[DADOS DE TRABALHO]
==============================
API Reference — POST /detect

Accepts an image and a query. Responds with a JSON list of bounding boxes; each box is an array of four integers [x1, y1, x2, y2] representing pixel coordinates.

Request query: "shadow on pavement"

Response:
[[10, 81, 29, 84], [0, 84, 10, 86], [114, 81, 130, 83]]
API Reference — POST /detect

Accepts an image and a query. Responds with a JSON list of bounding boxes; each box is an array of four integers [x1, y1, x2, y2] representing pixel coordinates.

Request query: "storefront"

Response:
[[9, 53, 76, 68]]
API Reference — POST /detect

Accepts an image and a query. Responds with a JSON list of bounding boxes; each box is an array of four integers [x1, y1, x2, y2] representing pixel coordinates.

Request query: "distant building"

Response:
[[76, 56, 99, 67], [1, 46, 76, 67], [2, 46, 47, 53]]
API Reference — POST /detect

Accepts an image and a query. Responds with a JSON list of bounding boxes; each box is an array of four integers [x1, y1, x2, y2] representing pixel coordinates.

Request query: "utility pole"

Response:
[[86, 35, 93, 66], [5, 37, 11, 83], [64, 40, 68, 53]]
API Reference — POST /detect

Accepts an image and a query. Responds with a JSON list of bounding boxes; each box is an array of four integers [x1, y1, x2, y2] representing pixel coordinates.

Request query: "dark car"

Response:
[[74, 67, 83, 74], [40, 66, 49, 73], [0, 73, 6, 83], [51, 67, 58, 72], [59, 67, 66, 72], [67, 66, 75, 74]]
==============================
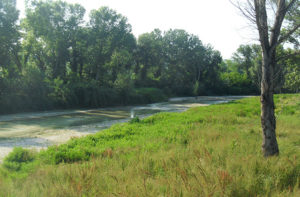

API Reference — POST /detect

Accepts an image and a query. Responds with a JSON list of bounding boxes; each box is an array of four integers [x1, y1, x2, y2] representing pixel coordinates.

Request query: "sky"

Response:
==============================
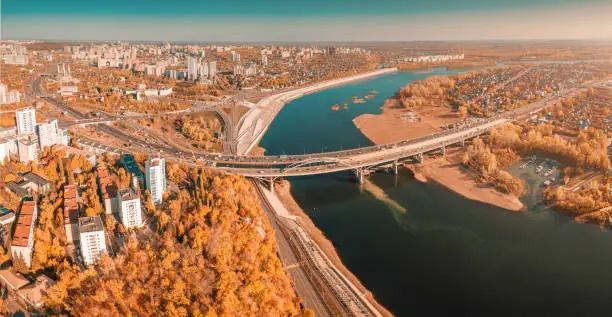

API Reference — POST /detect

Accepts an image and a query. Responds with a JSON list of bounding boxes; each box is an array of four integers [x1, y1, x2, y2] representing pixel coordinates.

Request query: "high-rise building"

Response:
==============================
[INSTRUÇÕES E REQUISITOS] Liste todas as linhas dos dados acima que contêm a palavra "building", levando em conta maiúsculas e minúsculas.

[RESPOSTA COMPLETA]
Request query: "distant building"
Request query: "high-rise building"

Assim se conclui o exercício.